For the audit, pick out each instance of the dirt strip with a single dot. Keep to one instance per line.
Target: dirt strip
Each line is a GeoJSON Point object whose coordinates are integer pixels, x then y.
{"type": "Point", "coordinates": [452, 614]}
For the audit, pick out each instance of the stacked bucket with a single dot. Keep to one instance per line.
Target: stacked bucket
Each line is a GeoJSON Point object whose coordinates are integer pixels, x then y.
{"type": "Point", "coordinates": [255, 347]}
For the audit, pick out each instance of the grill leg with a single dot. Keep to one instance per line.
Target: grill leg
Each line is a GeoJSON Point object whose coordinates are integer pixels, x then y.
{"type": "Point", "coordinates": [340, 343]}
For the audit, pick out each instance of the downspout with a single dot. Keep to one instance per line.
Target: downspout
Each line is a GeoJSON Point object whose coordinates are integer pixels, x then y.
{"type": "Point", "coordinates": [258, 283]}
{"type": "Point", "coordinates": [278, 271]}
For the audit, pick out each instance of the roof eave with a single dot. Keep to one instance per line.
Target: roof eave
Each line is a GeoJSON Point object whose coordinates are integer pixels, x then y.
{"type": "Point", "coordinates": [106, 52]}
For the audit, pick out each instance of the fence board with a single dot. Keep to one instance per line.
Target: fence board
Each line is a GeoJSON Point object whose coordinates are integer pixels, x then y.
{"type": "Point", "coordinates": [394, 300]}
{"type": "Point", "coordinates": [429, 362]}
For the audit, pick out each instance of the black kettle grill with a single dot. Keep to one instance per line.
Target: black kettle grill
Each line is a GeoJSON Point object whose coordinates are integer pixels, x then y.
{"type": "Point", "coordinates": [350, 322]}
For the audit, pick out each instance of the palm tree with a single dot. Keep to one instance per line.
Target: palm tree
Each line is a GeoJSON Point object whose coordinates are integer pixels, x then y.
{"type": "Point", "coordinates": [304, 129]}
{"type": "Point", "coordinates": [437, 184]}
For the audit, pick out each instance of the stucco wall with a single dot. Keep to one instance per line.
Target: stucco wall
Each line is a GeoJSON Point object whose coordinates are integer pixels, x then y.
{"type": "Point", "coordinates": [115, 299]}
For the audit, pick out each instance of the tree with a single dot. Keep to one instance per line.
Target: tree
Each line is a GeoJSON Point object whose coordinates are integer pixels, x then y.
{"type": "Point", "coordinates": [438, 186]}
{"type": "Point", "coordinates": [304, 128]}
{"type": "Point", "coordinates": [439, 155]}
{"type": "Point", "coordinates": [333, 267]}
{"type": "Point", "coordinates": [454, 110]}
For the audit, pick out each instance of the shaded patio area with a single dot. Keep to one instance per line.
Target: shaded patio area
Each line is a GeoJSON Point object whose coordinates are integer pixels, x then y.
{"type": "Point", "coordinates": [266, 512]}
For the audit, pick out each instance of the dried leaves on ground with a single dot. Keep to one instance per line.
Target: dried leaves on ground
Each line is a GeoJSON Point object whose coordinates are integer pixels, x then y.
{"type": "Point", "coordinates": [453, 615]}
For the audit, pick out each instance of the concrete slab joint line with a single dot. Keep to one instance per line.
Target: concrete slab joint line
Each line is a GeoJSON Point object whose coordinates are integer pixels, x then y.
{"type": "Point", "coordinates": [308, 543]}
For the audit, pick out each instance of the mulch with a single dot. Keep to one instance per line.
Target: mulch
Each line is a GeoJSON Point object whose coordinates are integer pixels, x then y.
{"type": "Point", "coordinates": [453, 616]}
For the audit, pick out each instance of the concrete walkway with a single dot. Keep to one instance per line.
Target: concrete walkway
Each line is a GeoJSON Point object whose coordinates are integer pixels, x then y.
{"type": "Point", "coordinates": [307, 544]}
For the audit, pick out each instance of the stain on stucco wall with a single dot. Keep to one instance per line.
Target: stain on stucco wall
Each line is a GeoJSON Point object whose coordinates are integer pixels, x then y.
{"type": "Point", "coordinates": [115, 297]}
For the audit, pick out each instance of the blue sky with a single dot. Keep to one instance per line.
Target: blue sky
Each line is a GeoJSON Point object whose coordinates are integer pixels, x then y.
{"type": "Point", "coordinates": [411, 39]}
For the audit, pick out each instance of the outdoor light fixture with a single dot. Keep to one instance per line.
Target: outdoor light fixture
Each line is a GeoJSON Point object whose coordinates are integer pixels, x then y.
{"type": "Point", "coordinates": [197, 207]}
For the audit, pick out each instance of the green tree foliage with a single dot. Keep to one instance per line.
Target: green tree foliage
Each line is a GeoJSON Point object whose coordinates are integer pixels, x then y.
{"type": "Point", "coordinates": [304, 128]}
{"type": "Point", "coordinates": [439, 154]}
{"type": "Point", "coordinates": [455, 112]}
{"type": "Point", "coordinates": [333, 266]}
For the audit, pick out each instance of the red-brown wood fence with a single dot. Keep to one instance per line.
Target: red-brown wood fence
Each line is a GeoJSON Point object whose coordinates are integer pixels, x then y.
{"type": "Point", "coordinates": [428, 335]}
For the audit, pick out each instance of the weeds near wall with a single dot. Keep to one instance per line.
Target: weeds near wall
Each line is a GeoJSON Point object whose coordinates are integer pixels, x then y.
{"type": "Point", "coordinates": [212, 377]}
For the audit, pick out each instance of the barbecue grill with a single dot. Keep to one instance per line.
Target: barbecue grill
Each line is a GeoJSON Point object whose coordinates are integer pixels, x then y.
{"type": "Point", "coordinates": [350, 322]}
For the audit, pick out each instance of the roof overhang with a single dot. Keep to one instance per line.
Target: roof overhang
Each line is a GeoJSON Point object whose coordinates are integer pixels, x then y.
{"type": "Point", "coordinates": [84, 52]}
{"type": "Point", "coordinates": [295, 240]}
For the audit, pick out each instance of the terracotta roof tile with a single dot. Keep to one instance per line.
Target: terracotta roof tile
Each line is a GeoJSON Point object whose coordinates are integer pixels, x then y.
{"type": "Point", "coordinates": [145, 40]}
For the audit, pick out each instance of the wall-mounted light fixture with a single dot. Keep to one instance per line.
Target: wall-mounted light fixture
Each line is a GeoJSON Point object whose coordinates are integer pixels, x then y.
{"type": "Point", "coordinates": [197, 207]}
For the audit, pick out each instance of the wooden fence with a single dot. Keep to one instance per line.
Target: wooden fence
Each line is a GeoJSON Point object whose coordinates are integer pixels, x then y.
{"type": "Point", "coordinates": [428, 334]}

=== TO DO ===
Retype every entry word for word.

=== OUTPUT BELOW ===
For the audit, pick out each instance of the dirt strip with a single dot. Keep to one instance per line.
Target: dirt strip
Each line is a GeoJSON Point object whose coordinates are integer pixels, x then y.
{"type": "Point", "coordinates": [452, 614]}
For the audit, pick out each instance of the stacked bucket with a single dot. Keep to one instance per line.
Target: stacked bucket
Each line is a GeoJSON Point object whose coordinates are integer pixels, x then y.
{"type": "Point", "coordinates": [255, 347]}
For the audit, pick out each instance of the grill leg with a single dot. Keep to one instance per line.
Target: grill leg
Each line is a GeoJSON Point object whose coordinates are integer pixels, x then y.
{"type": "Point", "coordinates": [340, 343]}
For the audit, pick out each instance of the downspout with a single dot. Keep to one instance per line.
Target: downspout
Each line is a GeoJSON Point object whose coordinates are integer pixels, x then y.
{"type": "Point", "coordinates": [258, 283]}
{"type": "Point", "coordinates": [278, 271]}
For the audit, pick out each instance of the roof eave with a single dot. Keep to one instance per line.
Target: roof eave
Each line is a GeoJSON Point object whose coordinates are integer pixels, x then y.
{"type": "Point", "coordinates": [106, 52]}
For the audit, pick out each instance of the fence board with a single dot. Keep to one instance per line.
Target: fence board
Each line is a GeoJSON Point object whose coordinates are integer pixels, x then y.
{"type": "Point", "coordinates": [394, 300]}
{"type": "Point", "coordinates": [429, 362]}
For the audit, pick out each instance of the black kettle grill with a single dot. Keep to one instance per line.
Target: black kettle grill
Each line is a GeoJSON Point object whose coordinates are integer pixels, x then y.
{"type": "Point", "coordinates": [350, 322]}
For the audit, pick out each instance of the palm tree with a single dot. Keep to one instance per line.
Target: palm tree
Each line is a GeoJSON Point object whose coordinates are integer pixels, x then y.
{"type": "Point", "coordinates": [304, 129]}
{"type": "Point", "coordinates": [437, 184]}
For the audit, pick out each instance of the stucco wall with a single dot. Keep to one instance per line.
Target: stucco wall
Each line is a GeoJSON Point object whose coordinates are integer pixels, x then y.
{"type": "Point", "coordinates": [115, 299]}
For the audit, pick out each instance of the tree with a single dot. Keep to one instance per line.
Target: tree
Each line is a GeoJSON Point object whose coordinates are integer pixels, x then y.
{"type": "Point", "coordinates": [438, 186]}
{"type": "Point", "coordinates": [304, 128]}
{"type": "Point", "coordinates": [439, 155]}
{"type": "Point", "coordinates": [333, 267]}
{"type": "Point", "coordinates": [454, 110]}
For the audit, pick out each instance of the shaded patio area with a single dot. Keep to one instance per line.
Target: shaded patio area
Each line is a GeoJSON Point object whose coordinates are integer pixels, x then y.
{"type": "Point", "coordinates": [266, 512]}
For the audit, pick out each instance of the dried leaves on ground with a single dot. Keep to one instance per line.
Target: dried leaves on ground
Each line is a GeoJSON Point object whose coordinates are integer pixels, x then y.
{"type": "Point", "coordinates": [453, 615]}
For the audit, pick out each instance of the concrete slab joint line with a single dot. Keep to one instance per line.
Target: concrete slab joint line
Each line is a GeoJSON Point object whose coordinates are integer pixels, x then y.
{"type": "Point", "coordinates": [308, 543]}
For the audit, pick out each instance of the mulch with a single dot. Keep to one instance per line.
Target: mulch
Each line is a GeoJSON Point object whose coordinates are integer pixels, x then y.
{"type": "Point", "coordinates": [453, 616]}
For the audit, pick out each instance of the concrete walkway with a single dot. Keep to one instance per line.
Target: concrete walkway
Each line is a GeoJSON Point object whose coordinates are integer pixels, x then y.
{"type": "Point", "coordinates": [307, 544]}
For the audit, pick out each instance of the stain on stucco wall with a single dot. Keep to one instance per line.
Target: stain on stucco wall
Each line is a GeoJSON Point object whose coordinates are integer pixels, x then y.
{"type": "Point", "coordinates": [115, 297]}
For the audit, pick out each instance of the blue sky with a single dot. Keep to one instance per line.
Target: blue sky
Each line is a GeoJSON Point object whose coordinates are integer pixels, x then y.
{"type": "Point", "coordinates": [411, 39]}
For the audit, pick out each instance of the outdoor light fixture with a single dot. Keep to one instance per line.
Target: outdoor light fixture
Each line is a GeoJSON Point object whose coordinates are integer pixels, x then y.
{"type": "Point", "coordinates": [197, 207]}
For the audit, pick out each instance of the green tree foliage with a single dot. Keep to one instance per line.
Target: green tree foliage
Each line is a GeoJSON Point object whose coordinates are integer pixels, x then y.
{"type": "Point", "coordinates": [304, 128]}
{"type": "Point", "coordinates": [439, 154]}
{"type": "Point", "coordinates": [455, 112]}
{"type": "Point", "coordinates": [333, 266]}
For the audit, pick out each instance of the red-brown wood fence with a single dot. Keep to one instance per line.
Target: red-brown wood fence
Each line is a GeoJSON Point object whose coordinates are integer pixels, x then y.
{"type": "Point", "coordinates": [428, 335]}
For the audit, pick out each instance of the weeds near wall with a single dot. Keep to one instance per line.
Target: weeds near wall
Each line is a GeoJSON Point object whose coordinates are integer pixels, x then y.
{"type": "Point", "coordinates": [212, 377]}
For the audit, pick out each instance of the barbecue grill with a single dot. Keep to one instance per line.
Target: barbecue grill
Each line is a GeoJSON Point object whose coordinates are integer pixels, x then y.
{"type": "Point", "coordinates": [350, 322]}
For the audit, pick out each instance of the roof overhang with a single dot. Keep to one instance per line.
Target: roof overhang
Each line is a GeoJSON Point object whose coordinates are integer pixels, x then y.
{"type": "Point", "coordinates": [84, 52]}
{"type": "Point", "coordinates": [295, 240]}
For the audit, pick out each instance of the terracotta roof tile with a single dot. Keep to one instance per line.
Target: terracotta roof tile
Each line is a GeoJSON Point object whose coordinates are integer pixels, x then y.
{"type": "Point", "coordinates": [145, 40]}
For the audit, pick out each instance of the wall-mounted light fixture with a single dot. Keep to one instance per line.
Target: wall-mounted light fixture
Each line is a GeoJSON Point object whose coordinates are integer pixels, x then y.
{"type": "Point", "coordinates": [197, 207]}
For the audit, pick out each instance of the wooden fence with a single dot. Keep to one instance per line.
Target: wooden fence
Each line is a GeoJSON Point object whose coordinates are integer pixels, x then y.
{"type": "Point", "coordinates": [428, 334]}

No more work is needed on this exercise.